- **Task to complete**
Copy the text of every item below word for word, omitting the pictures.

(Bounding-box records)
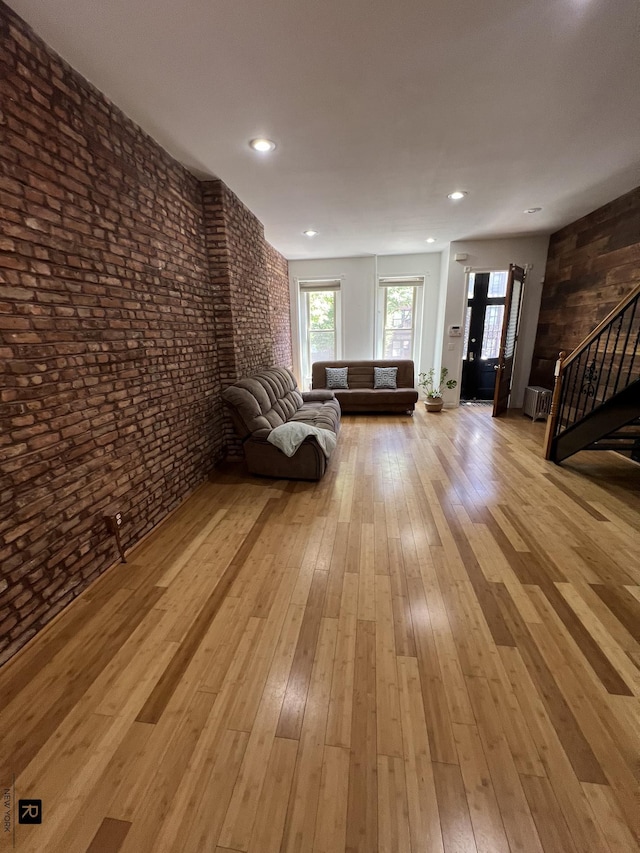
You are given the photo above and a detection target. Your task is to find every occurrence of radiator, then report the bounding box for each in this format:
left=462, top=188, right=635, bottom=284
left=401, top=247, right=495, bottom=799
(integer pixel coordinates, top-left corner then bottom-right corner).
left=523, top=385, right=551, bottom=421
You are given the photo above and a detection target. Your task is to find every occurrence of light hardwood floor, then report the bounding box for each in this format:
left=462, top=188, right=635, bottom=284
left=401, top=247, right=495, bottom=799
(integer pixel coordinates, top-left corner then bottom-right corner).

- **Correct output**
You are given the photo above and a detection target. Your task is to find every occurrence of radiator, then report the bounding box for each in this format:
left=462, top=188, right=635, bottom=284
left=401, top=247, right=495, bottom=799
(integer pixel coordinates, top-left corner then bottom-right corner).
left=523, top=385, right=551, bottom=421
You are given the photo above and a detection target. Your task is to find every occurrence of light hardwood floor, then report the bounding box for each in this format:
left=462, top=188, right=635, bottom=284
left=401, top=247, right=495, bottom=799
(integer pixel coordinates, top-left corner then bottom-right corner).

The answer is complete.